Jetzt komme ich zum zweiten beziehungsweise zum dritten Antrag. Bei diesen Anträgen handelt es sich um zwei Forderungen des „Black Voices“-Volksbegehrens. Auch aus aktuellem Anlass möchten wir die Schwarze Geschichte sichtbar machen. Sie wissen ja, dass der Feber im Zeichen des Black History Month steht, und daher haben wir uns gedacht, dass das der richtige Zeitpunkt wäre, diese Anträge einzubringen. Und auch das Volksbegehren geht hier ja weiter.

 

Bei dem einen diesbezüglichen Antrag geht es grundsätzlich darum, dass rassistische und auch kolonialistische Straßennamen in Wien einfach der Vergangenheit angehören sollen. Rassistische und kolonialistische Straßennamen normalisieren sich nämlich mit der Zeit, sie verewigen etwas, und damit normalisiert sich auch die rassistische Sprache, die heutzutage wirklich nicht möglich sein sollte, und zwar schon gar nicht mitten in Europa und schon gar nicht im Jahr 2022.

____

◆ **AUFGABENSTELLUNG 1**
Welcher Monat steht laut dem Lesetext im Zeichen des Black History Month?
◆ **AUFGABENSTELLUNG 2**
Geben Sie aus dem Lesetext den Abschnitt wortgetreu aus, beginnend mit „Jetzt komme ich“ und fortlaufend bis einschließlich „hier ja weiter.“.

◆ **DATENSÄTZE**
____

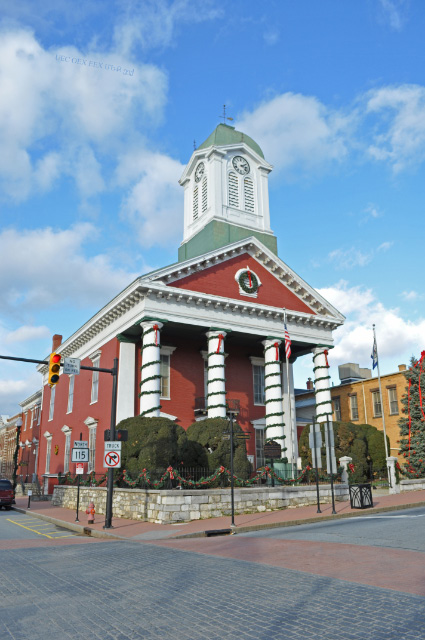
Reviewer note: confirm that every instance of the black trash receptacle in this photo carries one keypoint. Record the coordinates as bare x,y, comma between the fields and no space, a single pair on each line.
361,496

____

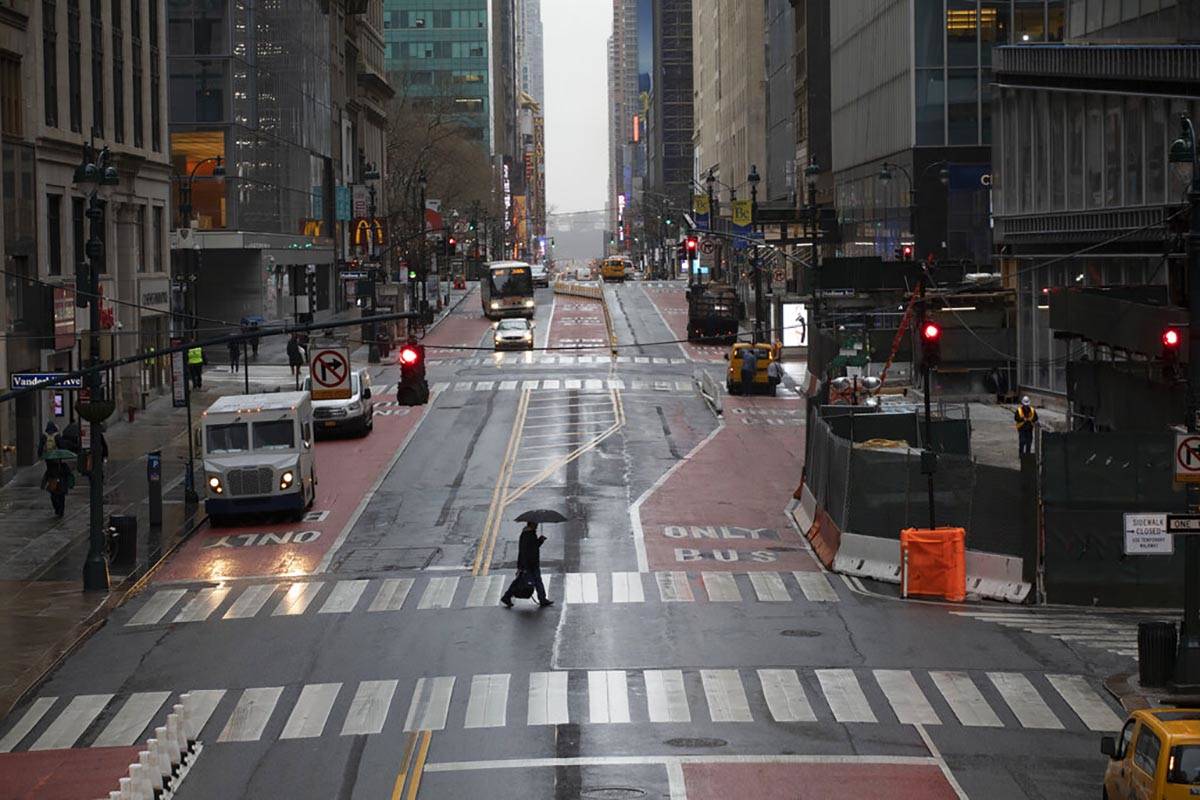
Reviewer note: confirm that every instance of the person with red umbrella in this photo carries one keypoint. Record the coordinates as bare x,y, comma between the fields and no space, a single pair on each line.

____

◆ **ANTWORT 1**
Der Feber steht im Zeichen des Black History Month.

◆ **ANTWORT 2**
Jetzt komme ich zum zweiten beziehungsweise zum dritten Antrag. Bei diesen Anträgen handelt es sich um zwei Forderungen des „Black Voices“-Volksbegehrens. Auch aus aktuellem Anlass möchten wir die Schwarze Geschichte sichtbar machen. Sie wissen ja, dass der Feber im Zeichen des Black History Month steht, und daher haben wir uns gedacht, dass das der richtige Zeitpunkt wäre, diese Anträge einzubringen. Und auch das Volksbegehren geht hier ja weiter.